Records provided:

· · ·

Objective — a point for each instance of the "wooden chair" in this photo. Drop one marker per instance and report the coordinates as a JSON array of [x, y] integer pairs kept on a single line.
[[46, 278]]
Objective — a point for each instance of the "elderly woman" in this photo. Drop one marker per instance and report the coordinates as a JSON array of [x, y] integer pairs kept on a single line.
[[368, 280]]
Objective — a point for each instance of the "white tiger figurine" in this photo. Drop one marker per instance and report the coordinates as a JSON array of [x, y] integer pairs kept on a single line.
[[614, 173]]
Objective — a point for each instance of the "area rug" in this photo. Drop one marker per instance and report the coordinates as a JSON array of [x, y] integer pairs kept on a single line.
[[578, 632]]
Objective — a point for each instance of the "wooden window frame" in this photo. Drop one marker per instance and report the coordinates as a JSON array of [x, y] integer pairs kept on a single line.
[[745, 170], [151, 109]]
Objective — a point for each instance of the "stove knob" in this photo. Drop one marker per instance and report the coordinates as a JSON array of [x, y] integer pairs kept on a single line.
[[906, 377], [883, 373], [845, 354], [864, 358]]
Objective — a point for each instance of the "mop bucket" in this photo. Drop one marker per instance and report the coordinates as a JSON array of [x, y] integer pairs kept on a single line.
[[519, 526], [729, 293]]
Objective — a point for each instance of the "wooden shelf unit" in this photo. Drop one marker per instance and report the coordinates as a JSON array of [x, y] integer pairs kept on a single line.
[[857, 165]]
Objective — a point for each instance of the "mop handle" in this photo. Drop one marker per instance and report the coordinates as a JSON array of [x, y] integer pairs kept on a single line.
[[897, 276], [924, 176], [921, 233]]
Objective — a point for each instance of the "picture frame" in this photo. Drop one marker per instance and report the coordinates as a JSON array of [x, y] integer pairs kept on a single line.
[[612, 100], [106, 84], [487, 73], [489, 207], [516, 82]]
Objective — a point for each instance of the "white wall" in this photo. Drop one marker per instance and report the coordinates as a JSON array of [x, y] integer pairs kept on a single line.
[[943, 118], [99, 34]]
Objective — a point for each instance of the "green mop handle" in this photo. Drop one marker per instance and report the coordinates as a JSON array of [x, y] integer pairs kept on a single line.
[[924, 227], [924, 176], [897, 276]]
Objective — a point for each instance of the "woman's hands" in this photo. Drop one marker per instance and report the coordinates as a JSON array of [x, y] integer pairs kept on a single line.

· · ·

Problem: Each entry should be duplicated exactly as it was given.

Response area:
Objective — a point for each instance of the "wooden chair" in this photo. Drop one marker per instance and report the coordinates as a JSON array of [x, y] integer pairs kept on a single line.
[[46, 278]]
Objective — a point for each instance of the "elderly woman" in this photo. Drop one marker per instance and report the coordinates as a JSON array of [x, y] integer pairs kept on a single line.
[[368, 280]]
Objective — a point for each instance of the "white tiger figurine" in this photo. Drop one marker per instance and report the coordinates as a JSON array of [x, y] integer pairs kept on a single line.
[[614, 173]]
Objective — a point for each instance of the "area rug" in this photo. Drop one marker per instance and report the coordinates as a JSON array of [x, y] integer pairs kept on a single line.
[[578, 632]]
Objective — a point for each instance of the "wooden window frame" in this photo. Drop one marker per instance and report the coordinates as a JSON array of [x, y] integer pairs kept on a single line.
[[745, 170], [151, 109]]
Objective — a point for each instance of the "stove knob" in this photo. Drop one marker per instance and report the coordinates as a JSON array of [x, y] integer pairs kept on a single line.
[[906, 377], [883, 373], [845, 354], [864, 358]]
Objective — a point for each instance of the "mop bucket" in this photo. Drop one marker per instance and report the coordinates as a JSON array of [x, y] integer pairs kept on a single line.
[[519, 526], [729, 293]]
Objective — a point for each instance of the "wooden shelf unit" in this photo. Drop one marker per instance and report the coordinates as a JSON array of [x, y] integer pairs kept on a single line.
[[857, 165]]
Objective — a point for each instance of the "mop handle" in this photo. Drop one marker per instance and report the coordinates as a JSON array of [x, y] integer pairs kept on a single line.
[[897, 276], [924, 176], [921, 233]]
Objective — a point for each instance of the "picture frame" in this photo. Drop one marker per instance and report the coordinates as a JSON array of [x, y] integer pairs kept on a single line.
[[612, 100], [106, 84], [487, 73], [489, 207], [516, 82]]
Objective — a point for each instance of the "white wall" in this photo. Drop one marker per instance and report the coordinates as a JSON array of [x, y] integer pairs kept on a single line.
[[943, 118], [99, 34]]
Objective — a point for each instance of the "green mop handle" in this photo. Drop one marker per instance and report the coordinates as a JSON array of [x, y] integer pairs kept on a single line.
[[924, 227], [924, 176], [897, 276]]
Objective — a point for each instance of the "woman's hands" in this photo. Drop one marker per instance and report the coordinates as a JSON array of [x, y] integer pairs kept on a single line.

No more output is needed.